Passage provided
====================

It absolutely would require that. If you believe in determinism then part of the definition of intelligence, or an intelligent system, is that it exhibits behaviors that are just too complex for a human consciousness to intuitively follow the causal chain. Incidentally, biological intelligence is built on top of some other systems which, given our current levels of understanding, also meet that criterion themselves, so we're pretty clueless about how it works.

Part of this is a definition problem - the Turing Test was defined vaguely enough that everyone has different conceptions. When a person talks about a "good" or "strong" Turing Test, they are envisioning one that would pass all of their personal standards and all the ways they could think of to trick it. And when they talk about it with someone else, who likely envisions a somewhat different version of the test, there seems a tendency for that person to assume that their version would not be passed, so they start to talk past each other.

====================

Entries provided
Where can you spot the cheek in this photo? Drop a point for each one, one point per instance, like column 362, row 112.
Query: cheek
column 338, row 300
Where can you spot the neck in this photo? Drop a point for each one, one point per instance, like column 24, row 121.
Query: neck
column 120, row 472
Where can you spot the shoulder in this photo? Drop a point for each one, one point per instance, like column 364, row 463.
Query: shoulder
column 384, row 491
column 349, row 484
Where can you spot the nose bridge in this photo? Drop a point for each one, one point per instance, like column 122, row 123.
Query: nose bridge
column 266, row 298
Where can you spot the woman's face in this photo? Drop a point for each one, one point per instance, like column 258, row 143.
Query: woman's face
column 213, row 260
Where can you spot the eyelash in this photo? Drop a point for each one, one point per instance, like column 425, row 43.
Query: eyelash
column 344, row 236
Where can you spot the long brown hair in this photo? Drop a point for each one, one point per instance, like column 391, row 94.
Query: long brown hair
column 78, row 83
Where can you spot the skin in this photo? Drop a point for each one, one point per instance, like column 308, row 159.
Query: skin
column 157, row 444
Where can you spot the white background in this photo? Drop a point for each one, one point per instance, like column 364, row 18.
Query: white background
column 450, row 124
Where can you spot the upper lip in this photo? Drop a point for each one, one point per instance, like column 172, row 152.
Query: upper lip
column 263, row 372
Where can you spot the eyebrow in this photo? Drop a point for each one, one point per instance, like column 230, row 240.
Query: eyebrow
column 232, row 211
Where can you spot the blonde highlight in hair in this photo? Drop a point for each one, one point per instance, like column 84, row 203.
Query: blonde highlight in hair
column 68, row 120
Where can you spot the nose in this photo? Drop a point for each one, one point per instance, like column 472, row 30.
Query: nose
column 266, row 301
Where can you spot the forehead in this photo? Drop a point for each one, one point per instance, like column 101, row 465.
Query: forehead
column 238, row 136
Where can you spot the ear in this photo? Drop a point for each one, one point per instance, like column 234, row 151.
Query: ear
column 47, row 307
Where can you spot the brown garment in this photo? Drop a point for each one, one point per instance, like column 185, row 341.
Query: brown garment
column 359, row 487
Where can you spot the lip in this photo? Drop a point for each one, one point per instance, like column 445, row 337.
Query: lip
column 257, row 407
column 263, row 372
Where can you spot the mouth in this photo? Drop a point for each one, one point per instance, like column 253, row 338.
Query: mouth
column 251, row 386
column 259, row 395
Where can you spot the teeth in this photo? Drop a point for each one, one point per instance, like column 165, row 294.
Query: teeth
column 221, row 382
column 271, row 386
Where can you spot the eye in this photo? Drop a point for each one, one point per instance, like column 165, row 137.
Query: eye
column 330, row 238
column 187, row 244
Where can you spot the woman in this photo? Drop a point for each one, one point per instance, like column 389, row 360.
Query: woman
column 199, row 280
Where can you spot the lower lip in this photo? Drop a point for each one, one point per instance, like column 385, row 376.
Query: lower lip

====================

Actions to take
**A)** Translate this sentence from the passage on the Turing Test into Spanish: "Part of this is a definition problem - the Turing Test was defined vaguely enough that everyone has different conceptions."
**B)** Continue the passage on intelligence and the Turing Test from its final sentence.

Answers to the exercises
**A)** Parte de esto es un problema de definición: la prueba de Turing se definió de forma lo bastante vaga como para que todos tengan concepciones diferentes.

**B)**
In other words, if an AI were to consistently surprise you with thoughtfulness, compassion, creativity, or whatever other constituents of "true intelligence" you assume the duck imposter would lack, would you then confer it those rights?

I think you would, because that's the point: it has thoroughly convinced you that it is "thinking", and you feel like it truly "understands" you - frankly a higher bar than many rights-granted humans would pass.

What separates animals that deserve human-level rights from those that don't? Would you argue that all animals do? If not, I would say that that distinction is no less arbitrary than the one you're drawing at the end.